## [Excerpt]
|---|

TensorForge

TensorForge is Joule's energy-aware machine learning framework. It provides a complete ML stack -- from tensor operations to distributed training to inference -- with energy measurement built into every layer.

Architecture

TensorForge is organized as 22 crates in the Joule workspace:

Foundation Crates

Crate	Purpose
`tf-core`	Core types, `EnergyTelemetry` trait, tensor metadata
`tf-ir`	TensorIR: `HighOp` (14 tensor operations), graph representation
`tf-compiler`	`OptimizationPass` trait, graph rewriting infrastructure, 7 optimization passes
`tf-autodiff`	Automatic differentiation with real VJP (vector-Jacobian product) implementations
`tf-hal`	Hardware abstraction: `Device` trait, memory management
`tf-runtime`	Tensor execution runtime, memory pools, scheduling

Backend Crates

Crate	Hardware Target
`tf-backend-cpu`	x86/ARM CPUs with SIMD
`tf-backend-cuda`	NVIDIA GPUs via CUDA
`tf-backend-rocm`	AMD GPUs via ROCm/HIP
`tf-backend-metal`	Apple GPUs via Metal
`tf-backend-tpu`	Google TPUs
`tf-backend-level0`	Intel GPUs/accelerators via Level Zero
`tf-backend-neuron`	AWS Inferentia/Trainium via Neuron SDK
`tf-backend-groq`	Groq LPUs
`tf-backend-gaudi`	Intel Gaudi (Habana Labs)
`tf-backend-estimated`	Energy-estimated backend (no hardware required)

High-Level Crates

Crate	Purpose
`tf-nn`	Neural network modules (`Module` trait, layers, activations)
`tf-optim`	Optimizers (AdamW, SGD with momentum)
`tf-data`	Data loading and batching
`tf-serialize`	Model serialization/deserialization
`tf-distributed`	Distributed training (ring, tree, halving-doubling collectives)
`tf-infer`	Inference engine (KV cache, speculative decoding, scheduling)

EnergyTelemetry Trait

The EnergyTelemetry trait is the foundation of TensorForge's energy awareness. Every backend implements it:

pub trait EnergyTelemetry {
    fn energy_consumed_joules(&self) -> f64;
    fn power_draw_watts(&self) -> f64;
    fn temperature_celsius(&self) -> f64;
    fn reset_counters(&mut self);
}

This means every tensor operation -- every matmul, every convolution, every activation -- has a measurable energy cost. The energy data flows up through the framework:

Individual ops report energy via the backend's telemetry
The optimizer aggregates energy per training step
The training loop reports energy per epoch
The distributed runtime aggregates energy across all nodes

TensorIR

TensorForge uses a graph-based intermediate representation with 14 high-level operations:

Operation	Description
`MatMul`	Matrix multiplication
`Conv2D`	2D convolution
`BatchNorm`	Batch normalization
`Relu`	ReLU activation
`Softmax`	Softmax
`Add`	Element-wise addition
`Mul`	Element-wise multiplication
`Reduce`	Reduction (sum, mean, max)

|---|

## [Data lines]

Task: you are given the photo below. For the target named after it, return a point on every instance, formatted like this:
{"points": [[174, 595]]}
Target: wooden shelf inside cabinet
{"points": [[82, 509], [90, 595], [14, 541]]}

|---|

## [List of tasks]
**a)** Answer these questions using the TensorForge documentation:
(i) How many crates make up TensorForge in the Joule workspace?
(ii) Which backend crate targets AWS Inferentia and Trainium?
(iii) Which optimizers does `tf-optim` provide?
**b)** Write the next part of the TensorForge documentation, picking up right after its final line.
The material has no connection to the TensorForge documentation.

## [Solved tasks]
**a)**
(i) 22
(ii) `tf-backend-neuron`
(iii) AdamW and SGD with momentum

**b)**
`Reshape`	Tensor reshape
`Transpose`	Tensor transpose
`Concat`	Tensor concatenation
`Slice`	Tensor slicing
`Gather`	Index-based gathering
`Scatter`	Index-based scattering

Graph Optimization

The tf-compiler provides 7 optimization passes:

Operator Fusion -- Fuse sequences like Conv2D+BatchNorm+ReLU into a single kernel
Layout Optimization -- Choose optimal memory layout (NCHW vs NHWC) per backend
Constant Folding -- Evaluate constant subgraphs at compile time
Dead Node Elimination -- Remove unused computation
Common Subexpression Elimination -- Share identical computations
Memory Planning -- Minimize peak memory usage through buffer reuse
Energy-Aware Scheduling -- Reorder operations to minimize energy consumption

Autodiff

TensorForge implements reverse-mode automatic differentiation with real VJP implementations for all operations. No stubs, no placeholders -- every backward pass computes correct gradients:

use tf_autodiff::backward;

let loss = model.forward(input);
let gradients = backward(loss);  // real gradient computation
optimizer.step(gradients);

Neural Network API

The tf-nn crate provides a Module trait for building neural networks:

use tf_nn::{Module, Linear, Conv2d, BatchNorm2d, relu};

struct ResBlock {
    conv1: Conv2d,
    bn1: BatchNorm2d,
    conv2: Conv2d,
    bn2: BatchNorm2d,
}

impl Module for ResBlock {
    fn forward(&self, x: Tensor) -> Tensor {
        let residual = x;
        let out = self.conv1.forward(x)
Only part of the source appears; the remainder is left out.